### SOURCE EXTRACT
## BEGIN

By Harold Meyerson
Copyright prospect
This article appears in the October 2025 issue of The American Prospect magazine. Subscribe here.
Sixty years ago, the leaders of the civil rights movement faced an unavoidable question: What now? In successive summers, Congress had enacted the Civil Rights Act and the Voting Rights Act. The South’s de jure segregation and denial of Black citizenship were no more; the battle for equality before the law appeared to be settled. The battle for social and economic equality, however, was only just beginning.
Even before the legislative triumphs, the instigators, organizers, and leaders of the 1963 March on Washington understood that their fight had to become a much broader social revolution. On the day after the march, they convened a conference to discuss what they could do to make that happen. The conference was sponsored by the Socialist Party, which, despite its minuscule membership, contained within its ranks the instigators and organizers of the march.
The keynote speakers at the conference were the instigator, the venerable socialist A. Philip Randolph, and the organizer, Randolph’s deputy Bayard Rustin. Randolph’s socialist activism dated back to the 1910s, when his newspaper urged Blacks to oppose U.S. participation in World War I. In the 1930s, as president of the Brotherhood of Sleeping Car Porters, he astounded and alarmed business leaders and delighted Black Americans when his union won recognition and a contract from the reactionary Pullman Company. In the early 1940s, with war looming, his threat of a march on then-segregated Washington, D.C. (which 100,000 Blacks had pledged to join) compelled President Roosevelt to meet Randolph’s demand for a ban on racial discrimination in defense plants. In 1948, a similar Randolph threat compelled President Truman to order the desegregation of the armed forces.

## END

[Dataset excerpt]
## BEGIN

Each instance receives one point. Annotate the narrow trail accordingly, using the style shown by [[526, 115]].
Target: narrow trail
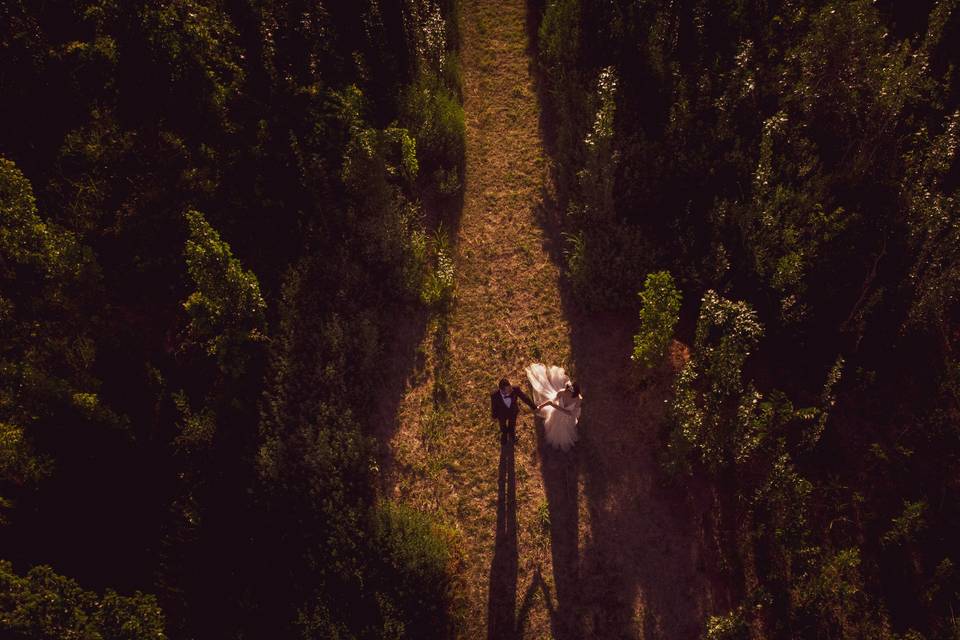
[[551, 544]]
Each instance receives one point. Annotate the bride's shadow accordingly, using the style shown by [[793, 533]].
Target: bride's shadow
[[504, 621], [503, 569], [560, 472]]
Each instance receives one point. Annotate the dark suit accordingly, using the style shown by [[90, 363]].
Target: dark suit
[[507, 416]]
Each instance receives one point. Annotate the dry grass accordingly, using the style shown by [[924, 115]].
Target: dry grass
[[590, 545]]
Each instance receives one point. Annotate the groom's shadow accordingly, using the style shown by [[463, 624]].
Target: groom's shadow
[[503, 569]]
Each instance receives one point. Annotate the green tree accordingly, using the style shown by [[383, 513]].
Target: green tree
[[659, 313], [226, 310], [43, 604]]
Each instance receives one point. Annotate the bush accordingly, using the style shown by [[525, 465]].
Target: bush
[[659, 313], [44, 604], [715, 412], [433, 114]]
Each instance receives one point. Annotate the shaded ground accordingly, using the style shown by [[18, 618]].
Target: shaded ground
[[567, 545]]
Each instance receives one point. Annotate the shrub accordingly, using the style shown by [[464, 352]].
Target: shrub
[[433, 114], [659, 312], [413, 581], [715, 412]]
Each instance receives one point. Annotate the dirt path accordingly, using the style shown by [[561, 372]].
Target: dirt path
[[565, 545]]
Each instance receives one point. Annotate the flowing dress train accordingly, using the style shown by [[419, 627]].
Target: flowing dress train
[[559, 427]]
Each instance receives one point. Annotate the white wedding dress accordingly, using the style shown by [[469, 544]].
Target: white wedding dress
[[559, 427]]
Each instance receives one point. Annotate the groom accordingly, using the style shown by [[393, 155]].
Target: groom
[[505, 405]]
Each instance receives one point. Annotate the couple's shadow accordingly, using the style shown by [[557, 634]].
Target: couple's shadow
[[504, 619]]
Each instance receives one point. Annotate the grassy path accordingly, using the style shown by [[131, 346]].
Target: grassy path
[[551, 544]]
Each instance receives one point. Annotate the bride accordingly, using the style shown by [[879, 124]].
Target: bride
[[558, 401]]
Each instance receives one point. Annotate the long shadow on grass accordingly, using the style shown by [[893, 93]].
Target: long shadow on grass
[[503, 569], [560, 484]]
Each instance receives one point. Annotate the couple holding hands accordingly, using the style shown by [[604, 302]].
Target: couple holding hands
[[558, 403]]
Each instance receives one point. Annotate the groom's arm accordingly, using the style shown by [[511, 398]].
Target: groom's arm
[[525, 398]]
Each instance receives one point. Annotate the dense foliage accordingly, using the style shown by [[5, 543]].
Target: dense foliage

## END

Do these statements agree with the civil rights article? 1. The conference was held the day after the 1963 March on Washington. 2. Randolph's threat of a march led President Truman to ban racial discrimination in defense plants. 3. The Socialist Party had a large membership. Answer yes or no for each, quoting the deciding words. The rows have no connection to the article.

### CORRECT RESPONSE
1. Yes: "On the day after the march, they convened a conference"
2. No: "compelled President Roosevelt to meet Randolph’s demand for a ban on racial discrimination in defense plants"
3. No: "despite its minuscule membership"